*Material to process*
---
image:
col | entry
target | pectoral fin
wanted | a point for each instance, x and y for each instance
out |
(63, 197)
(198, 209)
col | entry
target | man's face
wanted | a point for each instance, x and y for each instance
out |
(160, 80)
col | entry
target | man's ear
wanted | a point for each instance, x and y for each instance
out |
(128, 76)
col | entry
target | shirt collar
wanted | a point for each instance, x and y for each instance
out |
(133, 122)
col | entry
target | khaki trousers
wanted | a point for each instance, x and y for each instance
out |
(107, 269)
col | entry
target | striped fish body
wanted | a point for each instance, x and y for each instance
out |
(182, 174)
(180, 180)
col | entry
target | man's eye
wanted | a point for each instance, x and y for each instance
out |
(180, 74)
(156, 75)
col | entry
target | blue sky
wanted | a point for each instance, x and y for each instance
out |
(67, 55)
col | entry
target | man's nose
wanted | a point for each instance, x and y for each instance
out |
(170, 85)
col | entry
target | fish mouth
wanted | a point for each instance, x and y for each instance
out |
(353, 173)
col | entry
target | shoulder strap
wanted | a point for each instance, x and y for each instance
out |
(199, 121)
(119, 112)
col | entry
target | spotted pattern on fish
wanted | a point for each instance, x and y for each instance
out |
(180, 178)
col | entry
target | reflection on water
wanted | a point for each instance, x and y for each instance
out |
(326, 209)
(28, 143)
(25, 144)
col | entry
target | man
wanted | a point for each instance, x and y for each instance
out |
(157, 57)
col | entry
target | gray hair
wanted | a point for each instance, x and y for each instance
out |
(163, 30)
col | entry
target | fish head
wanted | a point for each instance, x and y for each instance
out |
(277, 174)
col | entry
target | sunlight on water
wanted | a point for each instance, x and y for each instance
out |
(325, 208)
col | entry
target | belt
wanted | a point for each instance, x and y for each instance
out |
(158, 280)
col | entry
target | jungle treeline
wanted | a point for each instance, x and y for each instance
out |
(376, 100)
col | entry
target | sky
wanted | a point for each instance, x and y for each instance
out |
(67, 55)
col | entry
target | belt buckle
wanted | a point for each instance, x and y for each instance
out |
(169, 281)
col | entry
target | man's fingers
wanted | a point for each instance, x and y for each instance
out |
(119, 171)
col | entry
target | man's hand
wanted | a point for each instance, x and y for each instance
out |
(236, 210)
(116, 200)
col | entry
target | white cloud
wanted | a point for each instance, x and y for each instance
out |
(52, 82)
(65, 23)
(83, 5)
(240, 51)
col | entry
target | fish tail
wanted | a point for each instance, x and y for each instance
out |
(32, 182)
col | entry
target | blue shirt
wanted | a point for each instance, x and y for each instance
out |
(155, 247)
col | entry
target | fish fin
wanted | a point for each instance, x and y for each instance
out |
---
*Request*
Pull out every line of the records above that contains the string "fish" and list those lines in their original order.

*Solution to this task*
target | striped fish body
target | fish mouth
target | spotted pattern on fish
target | fish head
target | fish tail
target | fish fin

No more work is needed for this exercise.